● **Records to use**:
▬▬▬▬▬▬▬▬▬▬
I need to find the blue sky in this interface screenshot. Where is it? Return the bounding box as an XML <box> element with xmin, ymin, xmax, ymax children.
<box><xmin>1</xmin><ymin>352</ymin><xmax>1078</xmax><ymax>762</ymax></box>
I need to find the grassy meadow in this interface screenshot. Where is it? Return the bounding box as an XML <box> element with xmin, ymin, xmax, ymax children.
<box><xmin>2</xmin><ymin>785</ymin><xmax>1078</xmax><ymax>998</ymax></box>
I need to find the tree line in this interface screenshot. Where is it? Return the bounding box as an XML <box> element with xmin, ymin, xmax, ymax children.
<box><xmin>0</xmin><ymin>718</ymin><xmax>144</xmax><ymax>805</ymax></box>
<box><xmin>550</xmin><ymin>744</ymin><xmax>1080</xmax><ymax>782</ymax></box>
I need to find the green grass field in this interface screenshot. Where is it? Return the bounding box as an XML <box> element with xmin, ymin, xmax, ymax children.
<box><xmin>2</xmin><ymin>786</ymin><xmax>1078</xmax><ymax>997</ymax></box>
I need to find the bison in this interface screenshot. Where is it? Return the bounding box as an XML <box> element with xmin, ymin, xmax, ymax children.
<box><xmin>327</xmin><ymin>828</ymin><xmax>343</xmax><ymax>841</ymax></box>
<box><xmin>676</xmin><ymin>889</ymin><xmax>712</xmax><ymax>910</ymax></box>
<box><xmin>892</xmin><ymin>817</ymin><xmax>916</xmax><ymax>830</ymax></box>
▬▬▬▬▬▬▬▬▬▬
● **How to complete this task**: Please repeat every record above word for word.

● **Your solution**:
I need to find the blue sky in this interface screenshot. Where is it? Return the bounding box as an XML <box> element with xmin, ymin, xmax, ymax children.
<box><xmin>1</xmin><ymin>352</ymin><xmax>1078</xmax><ymax>762</ymax></box>
I need to find the grassy meadow in this interface screenshot. Where is it? Return the bounding box as an XML <box> element with xmin, ymin, xmax, ymax children.
<box><xmin>2</xmin><ymin>785</ymin><xmax>1078</xmax><ymax>998</ymax></box>
I need to find the tree line in this interface screenshot. Where is it? Return the bounding box as an XML <box> element with xmin, ymin, xmax, ymax children.
<box><xmin>0</xmin><ymin>718</ymin><xmax>144</xmax><ymax>805</ymax></box>
<box><xmin>550</xmin><ymin>744</ymin><xmax>1080</xmax><ymax>782</ymax></box>
I need to find the green grass field in this interface screenshot. Where is it? Return the bounding box as an XML <box> element with xmin, ymin, xmax, ymax children.
<box><xmin>2</xmin><ymin>786</ymin><xmax>1078</xmax><ymax>997</ymax></box>
I need to find the bison in this interface screenshot. Where is it? Return the bounding box as an XML <box> element with xmin, ymin, xmax, ymax children.
<box><xmin>327</xmin><ymin>828</ymin><xmax>343</xmax><ymax>841</ymax></box>
<box><xmin>676</xmin><ymin>889</ymin><xmax>712</xmax><ymax>910</ymax></box>
<box><xmin>892</xmin><ymin>817</ymin><xmax>916</xmax><ymax>830</ymax></box>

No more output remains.